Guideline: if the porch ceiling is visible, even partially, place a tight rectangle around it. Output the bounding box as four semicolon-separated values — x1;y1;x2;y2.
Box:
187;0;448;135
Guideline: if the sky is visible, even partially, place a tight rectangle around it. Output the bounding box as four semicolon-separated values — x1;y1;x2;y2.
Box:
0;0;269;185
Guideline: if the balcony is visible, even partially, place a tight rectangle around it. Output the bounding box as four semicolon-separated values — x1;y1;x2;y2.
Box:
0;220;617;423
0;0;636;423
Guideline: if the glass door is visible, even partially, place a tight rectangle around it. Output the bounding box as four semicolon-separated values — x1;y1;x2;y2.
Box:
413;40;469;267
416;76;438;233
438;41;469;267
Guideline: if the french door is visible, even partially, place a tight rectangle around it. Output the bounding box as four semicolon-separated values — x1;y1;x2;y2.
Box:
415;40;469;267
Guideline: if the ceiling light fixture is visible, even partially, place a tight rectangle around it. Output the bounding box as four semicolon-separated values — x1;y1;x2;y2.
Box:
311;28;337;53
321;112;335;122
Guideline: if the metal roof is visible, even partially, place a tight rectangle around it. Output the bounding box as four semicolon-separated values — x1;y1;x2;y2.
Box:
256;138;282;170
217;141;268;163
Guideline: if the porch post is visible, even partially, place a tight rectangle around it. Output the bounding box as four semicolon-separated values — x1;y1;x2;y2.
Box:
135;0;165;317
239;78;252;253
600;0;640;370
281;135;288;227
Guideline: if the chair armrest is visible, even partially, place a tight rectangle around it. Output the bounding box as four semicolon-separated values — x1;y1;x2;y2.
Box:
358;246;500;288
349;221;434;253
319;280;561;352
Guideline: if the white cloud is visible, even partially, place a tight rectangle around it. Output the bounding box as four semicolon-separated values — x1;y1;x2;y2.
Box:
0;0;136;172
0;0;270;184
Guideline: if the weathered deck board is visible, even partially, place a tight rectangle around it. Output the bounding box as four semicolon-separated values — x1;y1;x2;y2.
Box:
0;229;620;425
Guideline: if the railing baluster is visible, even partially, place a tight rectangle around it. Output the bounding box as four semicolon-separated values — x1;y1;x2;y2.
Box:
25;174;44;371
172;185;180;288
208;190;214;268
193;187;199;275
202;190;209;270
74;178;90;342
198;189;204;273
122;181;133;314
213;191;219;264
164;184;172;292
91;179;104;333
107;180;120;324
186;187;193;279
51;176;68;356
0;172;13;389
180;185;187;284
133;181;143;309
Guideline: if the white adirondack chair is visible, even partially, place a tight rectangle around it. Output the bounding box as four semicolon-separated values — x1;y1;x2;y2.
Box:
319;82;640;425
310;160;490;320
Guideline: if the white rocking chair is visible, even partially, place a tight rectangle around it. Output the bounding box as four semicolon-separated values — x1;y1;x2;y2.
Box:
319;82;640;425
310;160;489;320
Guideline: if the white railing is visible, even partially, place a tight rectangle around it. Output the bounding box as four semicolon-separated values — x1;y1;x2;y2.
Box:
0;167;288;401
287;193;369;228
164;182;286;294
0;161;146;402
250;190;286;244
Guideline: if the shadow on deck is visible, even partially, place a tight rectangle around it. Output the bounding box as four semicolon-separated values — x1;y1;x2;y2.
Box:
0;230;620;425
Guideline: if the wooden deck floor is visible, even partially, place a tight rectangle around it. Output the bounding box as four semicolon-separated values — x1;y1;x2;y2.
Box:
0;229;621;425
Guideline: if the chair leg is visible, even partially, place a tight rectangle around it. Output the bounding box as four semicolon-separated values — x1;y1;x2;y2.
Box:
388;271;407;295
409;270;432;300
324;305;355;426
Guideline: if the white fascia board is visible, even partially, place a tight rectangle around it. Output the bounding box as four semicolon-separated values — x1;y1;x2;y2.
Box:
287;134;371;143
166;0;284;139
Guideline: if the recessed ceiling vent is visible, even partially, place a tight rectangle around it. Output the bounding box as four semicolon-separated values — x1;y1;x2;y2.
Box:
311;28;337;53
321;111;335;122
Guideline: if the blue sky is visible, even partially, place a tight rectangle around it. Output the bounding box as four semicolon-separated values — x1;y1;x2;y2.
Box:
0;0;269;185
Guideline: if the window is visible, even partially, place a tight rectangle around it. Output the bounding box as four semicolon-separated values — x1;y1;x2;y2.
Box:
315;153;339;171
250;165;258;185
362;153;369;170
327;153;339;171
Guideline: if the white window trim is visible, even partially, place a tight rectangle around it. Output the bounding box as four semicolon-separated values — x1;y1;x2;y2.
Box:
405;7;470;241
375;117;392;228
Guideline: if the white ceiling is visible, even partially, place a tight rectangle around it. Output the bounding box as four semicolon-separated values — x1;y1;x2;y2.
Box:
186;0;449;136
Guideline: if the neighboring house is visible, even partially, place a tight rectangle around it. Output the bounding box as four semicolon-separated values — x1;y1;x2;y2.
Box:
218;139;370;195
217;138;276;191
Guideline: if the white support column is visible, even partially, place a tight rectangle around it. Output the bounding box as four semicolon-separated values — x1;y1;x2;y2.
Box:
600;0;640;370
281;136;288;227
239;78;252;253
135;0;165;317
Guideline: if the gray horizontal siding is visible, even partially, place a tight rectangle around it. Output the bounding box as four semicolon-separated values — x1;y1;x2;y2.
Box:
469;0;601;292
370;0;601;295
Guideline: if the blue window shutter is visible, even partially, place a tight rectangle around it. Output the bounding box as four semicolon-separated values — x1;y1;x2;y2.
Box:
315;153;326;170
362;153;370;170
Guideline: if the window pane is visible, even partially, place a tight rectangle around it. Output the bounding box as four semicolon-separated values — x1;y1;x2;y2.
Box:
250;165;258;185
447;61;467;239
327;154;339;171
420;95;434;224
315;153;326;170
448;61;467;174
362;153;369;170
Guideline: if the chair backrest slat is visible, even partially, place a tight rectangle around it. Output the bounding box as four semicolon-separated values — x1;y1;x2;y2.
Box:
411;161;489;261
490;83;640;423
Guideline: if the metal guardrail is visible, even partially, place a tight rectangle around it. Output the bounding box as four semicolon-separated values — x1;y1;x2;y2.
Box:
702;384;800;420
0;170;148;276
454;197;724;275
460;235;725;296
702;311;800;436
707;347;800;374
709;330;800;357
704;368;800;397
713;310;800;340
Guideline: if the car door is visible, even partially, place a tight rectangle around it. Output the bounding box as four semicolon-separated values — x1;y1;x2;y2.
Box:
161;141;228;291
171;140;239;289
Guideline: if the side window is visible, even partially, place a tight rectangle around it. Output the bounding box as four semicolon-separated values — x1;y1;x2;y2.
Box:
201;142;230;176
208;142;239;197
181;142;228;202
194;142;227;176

+++

• Exercise details: Repeat all the lines above, keeping them exactly as they are.

• Solution to this problem:
Guideline: if the porch ceiling is visible, even partially, place a tight rectangle around it. Output the bounding box as four semicolon-separated values — x1;y1;x2;y2.
Box:
187;0;448;135
Guideline: if the sky is visible, even partially, place a tight rectangle around it. Output the bounding box as four semicolon-separated values — x1;y1;x2;y2.
Box:
0;0;269;185
Guideline: if the balcony is visible, even partially, place a tight rectangle around it. Output the bounding box as four semicolon-separated values — x1;y1;x2;y2.
Box:
0;220;617;423
0;0;636;423
Guideline: if the glass door is visible, even partially, place a tight rectangle around it. Output the bounding box as four semicolon-separated values — x1;y1;x2;y2.
Box:
413;40;469;267
416;76;438;233
438;41;469;267
Guideline: if the french door is visible, even partially, place a tight rectangle around it. Output the bounding box as four semicolon-separated values — x1;y1;x2;y2.
Box:
415;40;469;267
Guideline: if the ceiling light fixture is visible, even partially, place a tight rectangle around it. Output the bounding box as four semicolon-separated values — x1;y1;x2;y2.
Box:
311;28;337;53
321;112;335;122
Guideline: if the metal roof is visible, even partially, place a tight rectangle around it. Output the bounding box as four semicolon-separated values — x1;y1;x2;y2.
Box:
256;138;282;170
217;141;268;163
Guideline: if the porch post is visible, even partially, place a tight rectangle around it. Output the bounding box as four semicolon-separated values — x1;y1;x2;y2.
Box:
135;0;165;317
239;78;252;253
600;0;640;370
281;135;288;227
Guideline: if the chair armrest is visible, even partially, place a tight rectangle around it. Output the bounding box as four semicolon-separated values — x1;y1;x2;y2.
Box:
358;246;500;288
349;221;434;253
319;280;561;352
Guideline: if the white cloud is visible, even partially, place a tight rectangle around it. Output the bounding box as four semicolon-separated values — x1;y1;x2;y2.
Box:
0;0;136;172
0;0;270;184
Guideline: if the weathered deck board is visible, even partially, place a tight rectangle around it. Output the bounding box as four semicolon-separated values — x1;y1;x2;y2.
Box:
0;229;620;425
Guideline: if the railing baluster is visible, even partially, place a tight rectangle around it. Output the bounding box as four semicolon-separated values — x1;y1;x2;y2.
Box:
25;174;44;371
172;185;180;288
208;190;214;268
193;187;199;275
202;190;209;270
74;178;90;342
198;189;204;273
122;181;133;314
213;191;219;264
164;184;172;292
91;179;104;333
107;180;120;324
186;187;193;279
51;176;68;356
0;172;13;389
180;185;187;284
133;181;143;309
Guideline: if the white adirondack chair is visible, even partially, place a tight rectangle around it. Output the bounding box as four semicolon-separated values — x1;y1;x2;y2.
Box:
319;82;640;425
310;160;490;320
Guideline: if the white rocking chair is visible, even partially, place a tight rectangle around it. Output the bounding box as four semicolon-separated values — x1;y1;x2;y2.
Box:
319;82;640;425
310;160;489;320
Guideline: if the white railing is visible, even partially, place a tight rectangle around it. Output the bounding box as four semicolon-separated values — x1;y1;x2;y2.
Box:
0;167;288;401
287;193;369;228
164;182;286;294
0;161;146;402
250;190;286;244
Guideline: if the shadow on deck is visible, even partially, place a tight rectangle around it. Output the bounding box as four semicolon-separated values — x1;y1;x2;y2.
Box:
0;230;620;425
Guideline: if the wooden deck floor is visible, even partially, place a tight rectangle around it. Output the bounding box as four semicolon-separated values — x1;y1;x2;y2.
Box:
0;229;621;425
Guideline: if the chair leg is visible, even partially, place a tight rectangle around it. Output the bounding box as four semicolon-separated values — x1;y1;x2;y2.
Box:
388;271;407;295
409;270;432;300
324;305;355;426
Guideline: if the white fascia board is visible, even partially, place a tight rectangle around it. Output the bounding box as four semicolon-separated values — x1;y1;x2;y2.
Box:
287;134;371;143
166;0;284;139
Guideline: if the recessed ceiling vent is visible, even partially, place a tight rectangle around it. Output the bounding box as four semicolon-separated values — x1;y1;x2;y2.
Box:
311;28;337;53
321;111;335;122
Guideline: if the blue sky is visible, even partially, place a tight rectangle around it. Output the bounding box as four semicolon-separated values — x1;y1;x2;y2.
Box:
0;0;269;185
Guideline: if the window is visible, even partially, place a tight rectangle around it. Output the bounding box as four semicolon-separated values — x1;y1;x2;y2.
Box:
315;153;339;171
250;165;258;185
362;153;369;170
327;153;339;171
Guideline: if the white window trim is visible, even partially, place a tight rectangle around it. Output the bounding box as four semicolon-separated values — x1;y1;x2;y2.
Box:
405;7;470;241
375;117;392;228
Guideline: if the white ceiling is visible, even partially, place a tight rectangle around it. Output the bounding box as four semicolon-separated values — x1;y1;x2;y2.
Box:
186;0;449;136
Guideline: if the neighboring house is visible, even partially, place a tight rectangle around it. Output the bounding box as four semicolon-separated values — x1;y1;x2;y2.
Box:
218;139;370;195
217;138;276;191
Guideline: if the white support column is visible, even partially, place a tight rectangle around it. Output the bounding box as four semicolon-separated values — x1;y1;x2;y2.
Box:
600;0;640;370
281;136;288;227
239;78;252;253
135;0;165;317
Guideline: if the gray horizontal siding is visible, even partially, place a tight rectangle around it. Output the bounding box as four semicolon-separated values — x1;y1;x2;y2.
Box:
469;0;601;292
370;0;601;295
Guideline: if the blue window shutter is visible, even partially, place a tight rectangle around it. Output the bounding box as four semicolon-separated values — x1;y1;x2;y2.
Box:
315;153;326;170
362;153;370;170
Guideline: if the window pane is visible, even partially, place a tight rectangle around it. Output the bounding box as four semicolon-separated values — x1;y1;x2;y2.
Box:
250;165;258;185
447;61;467;239
327;154;339;171
420;95;434;224
315;153;326;170
448;61;467;174
362;153;369;170
Guideline: if the chair backrest slat is visible, even partially, place a tight rectangle around it. Output the bounding box as four semicolon-separated values — x1;y1;x2;y2.
Box:
411;161;489;261
490;83;640;423
Guideline: if the metal guardrail is visible, even partially, place a tight rectangle around it. Output the bounding box as four semicolon-separated values — x1;y1;x2;y2.
Box:
702;384;800;420
0;170;148;276
454;197;724;275
460;235;725;296
702;311;800;436
707;347;800;374
709;330;800;357
704;368;800;397
713;310;800;340
Guideline: if the car door is visible, even partially, place a tight rectangle around it. Output the bounding box as four semicolon-separated values — x1;y1;x2;y2.
Box:
161;141;228;291
171;140;239;289
Guideline: if the side window is visible, even partially, place a tight rectangle around it. Output the bounding box as four semicolon-separated values — x1;y1;x2;y2.
Box:
201;142;230;176
208;142;239;197
181;142;228;202
194;142;227;176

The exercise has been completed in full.